→ **Problem requirements**
Extract exactly the range of lines bounded by the line containing "Phrase -- autumn tree" and the final line of the listing, both ends included, and no other lines.
======== Entries
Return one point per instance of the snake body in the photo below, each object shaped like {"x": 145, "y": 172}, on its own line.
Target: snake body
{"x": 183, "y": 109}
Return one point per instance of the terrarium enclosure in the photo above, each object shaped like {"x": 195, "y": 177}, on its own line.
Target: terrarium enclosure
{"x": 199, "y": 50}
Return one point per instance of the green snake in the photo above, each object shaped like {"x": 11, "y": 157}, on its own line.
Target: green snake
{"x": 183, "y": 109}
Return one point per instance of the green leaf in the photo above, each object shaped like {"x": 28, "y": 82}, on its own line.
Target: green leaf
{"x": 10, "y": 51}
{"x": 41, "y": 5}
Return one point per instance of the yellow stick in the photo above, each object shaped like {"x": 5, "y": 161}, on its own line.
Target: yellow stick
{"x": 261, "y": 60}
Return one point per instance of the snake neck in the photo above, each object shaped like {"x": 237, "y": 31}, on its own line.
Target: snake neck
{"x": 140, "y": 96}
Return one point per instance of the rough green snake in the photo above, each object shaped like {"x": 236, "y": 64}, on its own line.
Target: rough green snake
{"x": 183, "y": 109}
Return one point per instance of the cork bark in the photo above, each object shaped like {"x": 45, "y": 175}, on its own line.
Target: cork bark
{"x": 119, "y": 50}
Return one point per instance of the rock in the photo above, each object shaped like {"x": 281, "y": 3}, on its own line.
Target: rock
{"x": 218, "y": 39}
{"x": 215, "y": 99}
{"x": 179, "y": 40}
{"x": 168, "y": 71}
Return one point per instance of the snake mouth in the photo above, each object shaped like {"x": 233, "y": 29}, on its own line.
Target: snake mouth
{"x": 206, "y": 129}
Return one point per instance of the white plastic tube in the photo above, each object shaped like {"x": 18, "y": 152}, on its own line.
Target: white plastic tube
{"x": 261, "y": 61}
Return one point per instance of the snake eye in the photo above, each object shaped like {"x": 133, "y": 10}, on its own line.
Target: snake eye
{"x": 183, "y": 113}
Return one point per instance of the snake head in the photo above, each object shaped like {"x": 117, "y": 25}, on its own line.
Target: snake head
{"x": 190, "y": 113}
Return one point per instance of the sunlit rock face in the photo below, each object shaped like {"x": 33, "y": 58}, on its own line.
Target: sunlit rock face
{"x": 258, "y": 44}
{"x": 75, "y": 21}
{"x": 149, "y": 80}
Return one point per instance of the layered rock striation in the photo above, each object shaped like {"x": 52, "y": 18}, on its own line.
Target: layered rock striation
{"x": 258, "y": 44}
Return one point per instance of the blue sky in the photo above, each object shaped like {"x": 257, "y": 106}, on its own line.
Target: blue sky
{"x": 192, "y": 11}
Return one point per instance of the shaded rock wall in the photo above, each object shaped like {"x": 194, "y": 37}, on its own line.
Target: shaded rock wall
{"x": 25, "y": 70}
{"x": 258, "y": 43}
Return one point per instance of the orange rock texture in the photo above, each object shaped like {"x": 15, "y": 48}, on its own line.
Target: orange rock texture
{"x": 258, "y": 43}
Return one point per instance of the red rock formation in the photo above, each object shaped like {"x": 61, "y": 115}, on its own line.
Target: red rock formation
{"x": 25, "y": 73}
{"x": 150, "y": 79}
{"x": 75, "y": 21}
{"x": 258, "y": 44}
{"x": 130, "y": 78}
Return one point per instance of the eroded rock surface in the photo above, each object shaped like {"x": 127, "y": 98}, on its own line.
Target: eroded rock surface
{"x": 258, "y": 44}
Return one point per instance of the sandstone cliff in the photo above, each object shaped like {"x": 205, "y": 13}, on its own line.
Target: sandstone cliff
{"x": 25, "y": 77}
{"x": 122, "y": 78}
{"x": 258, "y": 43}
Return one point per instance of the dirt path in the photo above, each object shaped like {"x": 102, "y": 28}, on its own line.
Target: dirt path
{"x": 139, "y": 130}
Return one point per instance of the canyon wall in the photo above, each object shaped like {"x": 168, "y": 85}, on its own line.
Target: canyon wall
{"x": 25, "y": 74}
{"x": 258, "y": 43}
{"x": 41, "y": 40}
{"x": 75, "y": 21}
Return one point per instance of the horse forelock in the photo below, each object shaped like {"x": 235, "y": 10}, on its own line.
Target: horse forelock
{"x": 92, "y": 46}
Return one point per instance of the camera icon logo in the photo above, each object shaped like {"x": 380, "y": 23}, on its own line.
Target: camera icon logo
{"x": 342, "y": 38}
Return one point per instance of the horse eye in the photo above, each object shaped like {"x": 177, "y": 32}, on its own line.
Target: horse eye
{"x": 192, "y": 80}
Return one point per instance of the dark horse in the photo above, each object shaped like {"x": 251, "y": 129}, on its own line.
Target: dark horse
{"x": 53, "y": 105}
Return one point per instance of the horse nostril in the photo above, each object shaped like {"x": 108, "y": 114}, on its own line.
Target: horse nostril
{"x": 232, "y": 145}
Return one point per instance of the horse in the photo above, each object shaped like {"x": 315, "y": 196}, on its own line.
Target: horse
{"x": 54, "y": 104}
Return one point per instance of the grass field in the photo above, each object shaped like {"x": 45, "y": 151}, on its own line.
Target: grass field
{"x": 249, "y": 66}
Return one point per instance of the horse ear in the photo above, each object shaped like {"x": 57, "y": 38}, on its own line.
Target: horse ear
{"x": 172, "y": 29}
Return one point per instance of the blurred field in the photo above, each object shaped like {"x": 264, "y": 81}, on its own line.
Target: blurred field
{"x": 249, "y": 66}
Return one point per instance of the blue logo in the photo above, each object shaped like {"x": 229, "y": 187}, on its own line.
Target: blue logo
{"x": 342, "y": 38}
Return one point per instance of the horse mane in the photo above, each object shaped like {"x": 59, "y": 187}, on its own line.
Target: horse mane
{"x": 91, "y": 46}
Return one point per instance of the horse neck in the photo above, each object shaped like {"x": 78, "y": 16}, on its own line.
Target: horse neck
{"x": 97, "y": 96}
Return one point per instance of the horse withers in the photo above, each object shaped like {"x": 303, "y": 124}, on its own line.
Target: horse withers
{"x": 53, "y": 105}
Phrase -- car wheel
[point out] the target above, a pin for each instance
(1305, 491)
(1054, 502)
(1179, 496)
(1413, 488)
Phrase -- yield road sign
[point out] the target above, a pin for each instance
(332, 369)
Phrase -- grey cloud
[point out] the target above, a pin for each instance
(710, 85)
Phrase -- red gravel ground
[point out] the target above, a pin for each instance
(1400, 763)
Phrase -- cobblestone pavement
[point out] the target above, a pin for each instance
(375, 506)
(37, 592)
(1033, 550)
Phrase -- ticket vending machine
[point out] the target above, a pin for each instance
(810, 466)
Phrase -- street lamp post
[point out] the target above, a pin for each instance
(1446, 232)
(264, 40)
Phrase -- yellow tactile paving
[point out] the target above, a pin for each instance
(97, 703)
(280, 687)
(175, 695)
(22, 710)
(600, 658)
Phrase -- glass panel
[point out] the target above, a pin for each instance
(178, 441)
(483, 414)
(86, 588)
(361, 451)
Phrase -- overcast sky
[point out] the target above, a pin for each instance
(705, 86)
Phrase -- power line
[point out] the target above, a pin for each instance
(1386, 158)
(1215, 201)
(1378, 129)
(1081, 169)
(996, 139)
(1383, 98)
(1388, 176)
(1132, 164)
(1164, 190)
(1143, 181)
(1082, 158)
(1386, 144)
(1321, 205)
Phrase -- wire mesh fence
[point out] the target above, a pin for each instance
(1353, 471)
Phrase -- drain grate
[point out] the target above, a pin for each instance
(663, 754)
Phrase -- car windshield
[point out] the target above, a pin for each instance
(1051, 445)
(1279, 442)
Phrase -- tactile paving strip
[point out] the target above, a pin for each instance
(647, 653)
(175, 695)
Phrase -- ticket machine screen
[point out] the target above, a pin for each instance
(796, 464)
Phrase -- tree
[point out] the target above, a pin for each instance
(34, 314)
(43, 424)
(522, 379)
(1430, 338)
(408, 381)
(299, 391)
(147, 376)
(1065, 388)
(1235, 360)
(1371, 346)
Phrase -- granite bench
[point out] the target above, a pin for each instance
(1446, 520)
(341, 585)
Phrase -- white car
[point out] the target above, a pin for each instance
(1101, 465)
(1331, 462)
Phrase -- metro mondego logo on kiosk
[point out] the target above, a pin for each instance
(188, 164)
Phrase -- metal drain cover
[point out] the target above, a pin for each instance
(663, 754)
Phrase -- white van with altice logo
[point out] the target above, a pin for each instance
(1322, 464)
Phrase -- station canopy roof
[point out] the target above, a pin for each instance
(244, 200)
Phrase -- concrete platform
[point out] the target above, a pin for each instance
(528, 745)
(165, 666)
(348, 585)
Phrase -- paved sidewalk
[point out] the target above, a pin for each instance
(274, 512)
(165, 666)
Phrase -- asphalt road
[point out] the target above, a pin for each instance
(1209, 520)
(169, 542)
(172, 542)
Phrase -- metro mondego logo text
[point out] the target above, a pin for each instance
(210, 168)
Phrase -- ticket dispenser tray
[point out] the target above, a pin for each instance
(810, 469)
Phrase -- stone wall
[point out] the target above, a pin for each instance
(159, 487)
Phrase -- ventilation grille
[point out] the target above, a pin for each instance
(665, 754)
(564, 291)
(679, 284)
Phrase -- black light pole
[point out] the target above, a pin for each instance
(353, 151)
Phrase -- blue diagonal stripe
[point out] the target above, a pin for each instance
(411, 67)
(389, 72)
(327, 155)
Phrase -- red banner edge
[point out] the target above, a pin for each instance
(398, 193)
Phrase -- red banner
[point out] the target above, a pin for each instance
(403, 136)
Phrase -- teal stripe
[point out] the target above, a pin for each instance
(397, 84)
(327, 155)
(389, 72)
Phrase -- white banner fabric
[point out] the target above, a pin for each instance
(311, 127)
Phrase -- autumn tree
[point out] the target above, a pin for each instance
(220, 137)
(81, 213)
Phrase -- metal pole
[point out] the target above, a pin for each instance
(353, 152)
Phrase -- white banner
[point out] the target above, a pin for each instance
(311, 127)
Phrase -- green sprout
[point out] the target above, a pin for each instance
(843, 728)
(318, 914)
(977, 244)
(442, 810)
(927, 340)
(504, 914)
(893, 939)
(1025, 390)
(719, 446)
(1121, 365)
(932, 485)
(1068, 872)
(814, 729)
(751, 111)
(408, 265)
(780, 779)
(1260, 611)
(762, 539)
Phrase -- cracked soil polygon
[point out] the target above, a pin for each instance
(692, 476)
================
→ **Written answer**
Phrase -- autumn tree
[point out] the target above, a pin for each instance
(220, 137)
(81, 213)
Phrase -- metal pole
[point out] the target above, a pin for each instance
(353, 152)
Phrase -- white banner
[point out] the target above, a pin for each instance
(311, 127)
Phrase -- green sprout
[point out] the target above, a pin for each instance
(843, 728)
(318, 914)
(977, 244)
(442, 810)
(927, 340)
(504, 914)
(893, 939)
(1025, 390)
(719, 446)
(1121, 365)
(932, 485)
(1068, 872)
(814, 729)
(751, 111)
(408, 265)
(780, 779)
(1260, 611)
(762, 539)
Phrase -- cracked soil polygon
[point out] the target above, a pin for each instance
(692, 476)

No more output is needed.